**Required task:**
Add 44 to each coordinate in the answers, then write out all the lines of the items, starting at the line that contains "Shelf-audit tool: tag the window" and ending at the last line of the items, with their wording included.

Image location labeling entries:
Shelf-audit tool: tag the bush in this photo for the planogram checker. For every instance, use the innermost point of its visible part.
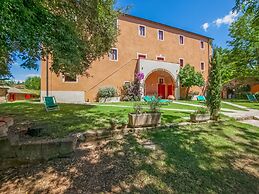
(131, 91)
(107, 92)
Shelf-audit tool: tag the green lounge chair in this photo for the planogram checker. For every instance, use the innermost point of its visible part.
(150, 98)
(147, 98)
(50, 103)
(251, 98)
(201, 98)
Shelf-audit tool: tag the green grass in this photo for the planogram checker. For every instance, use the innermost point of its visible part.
(206, 158)
(245, 103)
(73, 118)
(170, 105)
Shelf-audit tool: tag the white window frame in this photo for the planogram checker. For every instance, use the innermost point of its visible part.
(141, 54)
(117, 55)
(71, 82)
(145, 31)
(180, 60)
(203, 44)
(160, 56)
(158, 34)
(202, 70)
(180, 39)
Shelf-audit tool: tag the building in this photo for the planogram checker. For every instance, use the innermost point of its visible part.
(155, 49)
(15, 94)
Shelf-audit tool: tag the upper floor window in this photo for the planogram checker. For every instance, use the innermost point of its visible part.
(142, 56)
(202, 66)
(161, 35)
(181, 62)
(142, 31)
(202, 45)
(160, 58)
(69, 78)
(113, 55)
(181, 40)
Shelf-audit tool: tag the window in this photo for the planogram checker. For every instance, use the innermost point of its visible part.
(142, 31)
(181, 62)
(181, 40)
(202, 66)
(161, 80)
(160, 58)
(113, 55)
(142, 56)
(160, 35)
(69, 78)
(202, 44)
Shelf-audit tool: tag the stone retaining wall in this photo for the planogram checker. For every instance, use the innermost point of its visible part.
(15, 151)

**Answer for the task:**
Shelf-audit tool: tag the window in this photo for the planogram checker. For every instance, use the innermost point of its visible part.
(186, 75)
(225, 106)
(225, 84)
(246, 110)
(205, 124)
(204, 102)
(157, 99)
(186, 100)
(204, 79)
(113, 122)
(246, 88)
Shelf-audit tool: tag the stone retaining wall in this photo for the planogram checker. For every instance, use the innermost point of its visible part.
(59, 195)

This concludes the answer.